Exercise instructions: Please repeat exactly the lines below from the one containing "Target: ocean" down to the one containing "Target: snow-covered roof", both included, and nothing else.

(Data supplied begins)

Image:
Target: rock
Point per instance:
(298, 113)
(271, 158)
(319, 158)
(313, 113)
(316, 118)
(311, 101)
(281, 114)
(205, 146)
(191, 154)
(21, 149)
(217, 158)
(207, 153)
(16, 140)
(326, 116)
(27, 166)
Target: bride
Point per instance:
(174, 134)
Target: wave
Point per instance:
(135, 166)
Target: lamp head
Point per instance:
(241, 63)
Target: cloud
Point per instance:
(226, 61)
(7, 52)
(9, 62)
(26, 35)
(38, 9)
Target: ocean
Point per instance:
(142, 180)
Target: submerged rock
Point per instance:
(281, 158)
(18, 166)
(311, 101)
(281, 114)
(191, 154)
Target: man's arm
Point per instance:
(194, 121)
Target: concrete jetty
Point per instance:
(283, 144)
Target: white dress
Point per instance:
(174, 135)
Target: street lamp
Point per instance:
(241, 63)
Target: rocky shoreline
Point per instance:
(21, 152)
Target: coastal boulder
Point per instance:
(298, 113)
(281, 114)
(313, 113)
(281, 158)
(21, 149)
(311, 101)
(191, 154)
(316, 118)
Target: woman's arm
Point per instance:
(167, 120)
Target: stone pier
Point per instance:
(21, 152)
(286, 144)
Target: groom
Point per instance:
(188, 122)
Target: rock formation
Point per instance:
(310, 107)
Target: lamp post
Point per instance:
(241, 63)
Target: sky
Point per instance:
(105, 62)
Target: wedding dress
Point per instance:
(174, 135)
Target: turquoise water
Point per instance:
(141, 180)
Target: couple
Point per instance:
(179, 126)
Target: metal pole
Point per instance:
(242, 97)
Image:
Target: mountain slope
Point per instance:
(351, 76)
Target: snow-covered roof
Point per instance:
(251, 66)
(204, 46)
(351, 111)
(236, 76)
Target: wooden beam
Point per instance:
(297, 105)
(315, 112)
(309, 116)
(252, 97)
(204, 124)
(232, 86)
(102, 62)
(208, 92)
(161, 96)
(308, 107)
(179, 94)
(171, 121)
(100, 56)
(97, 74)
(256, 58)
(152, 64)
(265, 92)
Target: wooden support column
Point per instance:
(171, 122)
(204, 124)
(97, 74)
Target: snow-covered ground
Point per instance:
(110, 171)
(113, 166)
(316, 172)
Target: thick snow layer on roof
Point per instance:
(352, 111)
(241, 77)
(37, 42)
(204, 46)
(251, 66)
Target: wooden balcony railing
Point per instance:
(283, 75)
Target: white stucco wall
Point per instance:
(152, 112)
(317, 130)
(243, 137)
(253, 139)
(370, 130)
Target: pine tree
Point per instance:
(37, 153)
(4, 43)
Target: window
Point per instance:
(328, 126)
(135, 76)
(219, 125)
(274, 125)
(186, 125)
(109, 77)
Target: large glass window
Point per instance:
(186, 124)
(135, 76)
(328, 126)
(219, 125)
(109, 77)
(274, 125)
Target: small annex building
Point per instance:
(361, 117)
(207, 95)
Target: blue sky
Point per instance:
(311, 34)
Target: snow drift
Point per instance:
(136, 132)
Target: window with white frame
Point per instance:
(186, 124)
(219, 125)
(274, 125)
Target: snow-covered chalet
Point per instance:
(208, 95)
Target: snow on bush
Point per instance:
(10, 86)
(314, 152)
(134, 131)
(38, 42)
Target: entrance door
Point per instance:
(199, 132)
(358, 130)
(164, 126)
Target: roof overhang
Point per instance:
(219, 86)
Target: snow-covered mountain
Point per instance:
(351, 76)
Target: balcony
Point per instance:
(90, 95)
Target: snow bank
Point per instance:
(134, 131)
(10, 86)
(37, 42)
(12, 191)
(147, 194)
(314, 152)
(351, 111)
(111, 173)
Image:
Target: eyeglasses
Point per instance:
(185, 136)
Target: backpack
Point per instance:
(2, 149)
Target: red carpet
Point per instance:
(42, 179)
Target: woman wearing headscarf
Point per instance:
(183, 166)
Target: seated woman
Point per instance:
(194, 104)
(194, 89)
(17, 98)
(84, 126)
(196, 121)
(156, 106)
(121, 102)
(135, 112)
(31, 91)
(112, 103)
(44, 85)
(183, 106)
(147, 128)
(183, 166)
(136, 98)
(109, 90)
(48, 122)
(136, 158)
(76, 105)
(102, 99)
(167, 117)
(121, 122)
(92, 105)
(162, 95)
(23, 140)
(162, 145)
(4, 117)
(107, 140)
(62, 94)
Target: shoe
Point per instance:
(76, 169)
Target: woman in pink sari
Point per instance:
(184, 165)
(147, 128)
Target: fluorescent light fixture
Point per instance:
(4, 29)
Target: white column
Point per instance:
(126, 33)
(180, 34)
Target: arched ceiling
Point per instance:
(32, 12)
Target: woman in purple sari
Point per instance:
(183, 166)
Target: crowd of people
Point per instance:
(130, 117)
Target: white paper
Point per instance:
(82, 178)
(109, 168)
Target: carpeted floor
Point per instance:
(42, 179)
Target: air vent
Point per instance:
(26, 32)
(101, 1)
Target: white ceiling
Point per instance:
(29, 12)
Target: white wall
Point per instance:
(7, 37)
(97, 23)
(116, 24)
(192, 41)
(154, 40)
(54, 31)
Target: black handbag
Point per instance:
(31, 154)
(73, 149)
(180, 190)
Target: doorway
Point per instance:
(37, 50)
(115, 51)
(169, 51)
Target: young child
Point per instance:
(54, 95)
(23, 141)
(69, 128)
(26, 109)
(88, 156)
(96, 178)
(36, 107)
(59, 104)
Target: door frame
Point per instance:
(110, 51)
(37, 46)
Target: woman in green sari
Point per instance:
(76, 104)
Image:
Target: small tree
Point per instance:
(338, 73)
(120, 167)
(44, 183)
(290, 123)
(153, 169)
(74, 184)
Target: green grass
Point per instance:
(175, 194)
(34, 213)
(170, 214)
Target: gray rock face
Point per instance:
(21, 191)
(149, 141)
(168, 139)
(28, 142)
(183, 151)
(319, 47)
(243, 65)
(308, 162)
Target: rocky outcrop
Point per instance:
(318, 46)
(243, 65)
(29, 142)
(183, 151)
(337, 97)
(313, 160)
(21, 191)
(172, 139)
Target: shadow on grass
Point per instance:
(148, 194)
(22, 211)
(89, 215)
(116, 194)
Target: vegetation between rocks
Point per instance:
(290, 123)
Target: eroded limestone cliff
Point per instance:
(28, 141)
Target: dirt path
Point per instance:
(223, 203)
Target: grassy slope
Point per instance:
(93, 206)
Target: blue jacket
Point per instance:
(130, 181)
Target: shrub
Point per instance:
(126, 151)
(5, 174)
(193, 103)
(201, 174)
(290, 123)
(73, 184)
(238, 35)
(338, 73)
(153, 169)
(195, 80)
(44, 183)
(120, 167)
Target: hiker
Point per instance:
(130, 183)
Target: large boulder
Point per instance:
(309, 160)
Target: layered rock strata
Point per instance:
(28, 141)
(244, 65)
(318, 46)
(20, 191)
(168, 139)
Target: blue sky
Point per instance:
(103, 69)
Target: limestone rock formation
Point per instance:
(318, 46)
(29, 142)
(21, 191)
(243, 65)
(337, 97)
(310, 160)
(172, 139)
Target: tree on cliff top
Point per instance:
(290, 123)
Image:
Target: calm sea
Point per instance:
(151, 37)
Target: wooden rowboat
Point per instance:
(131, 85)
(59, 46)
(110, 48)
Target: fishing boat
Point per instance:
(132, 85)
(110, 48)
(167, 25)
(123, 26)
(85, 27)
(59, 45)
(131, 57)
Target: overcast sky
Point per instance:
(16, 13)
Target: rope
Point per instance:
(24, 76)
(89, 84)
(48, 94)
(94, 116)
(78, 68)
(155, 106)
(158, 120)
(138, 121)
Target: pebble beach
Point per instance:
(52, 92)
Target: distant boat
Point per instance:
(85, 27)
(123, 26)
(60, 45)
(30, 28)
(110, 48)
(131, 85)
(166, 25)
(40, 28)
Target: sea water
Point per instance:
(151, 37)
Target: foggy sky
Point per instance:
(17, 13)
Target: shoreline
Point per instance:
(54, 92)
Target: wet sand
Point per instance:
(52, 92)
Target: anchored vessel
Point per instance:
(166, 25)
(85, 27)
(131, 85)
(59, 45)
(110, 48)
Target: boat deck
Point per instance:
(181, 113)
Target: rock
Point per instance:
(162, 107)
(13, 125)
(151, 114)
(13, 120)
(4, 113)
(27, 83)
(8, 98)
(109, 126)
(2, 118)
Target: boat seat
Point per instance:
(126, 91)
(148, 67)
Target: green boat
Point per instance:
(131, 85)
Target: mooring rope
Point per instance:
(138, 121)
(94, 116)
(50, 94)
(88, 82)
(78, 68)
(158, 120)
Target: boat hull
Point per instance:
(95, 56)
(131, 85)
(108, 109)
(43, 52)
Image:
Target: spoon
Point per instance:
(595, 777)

(Data supplied ends)

Answer area:
Target: ocean
Point per instance:
(142, 180)
Target: submerged rock
Point per instance:
(281, 158)
(18, 166)
(311, 101)
(281, 114)
(191, 154)
Target: man's arm
Point per instance:
(194, 121)
Target: concrete jetty
Point per instance:
(283, 144)
Target: white dress
Point per instance:
(174, 135)
Target: street lamp
Point per instance:
(241, 63)
Target: rocky shoreline
Point per instance:
(21, 152)
Target: coastal boulder
Point per instance:
(298, 113)
(281, 114)
(313, 113)
(281, 158)
(21, 149)
(311, 101)
(191, 154)
(316, 118)
Target: woman's arm
Point per instance:
(167, 120)
Target: stone pier
Point per instance:
(21, 152)
(286, 144)
Target: groom
Point per instance:
(188, 122)
Target: rock formation
Point per instance:
(310, 107)
Target: lamp post
Point per instance:
(241, 63)
Target: sky
Point per instance:
(105, 62)
Target: wedding dress
Point per instance:
(174, 135)
Target: turquoise water
Point per instance:
(141, 180)
Target: couple
Point per instance:
(179, 126)
Target: metal pole
Point per instance:
(242, 97)
Image:
Target: mountain slope
Point per instance:
(351, 76)
Target: snow-covered roof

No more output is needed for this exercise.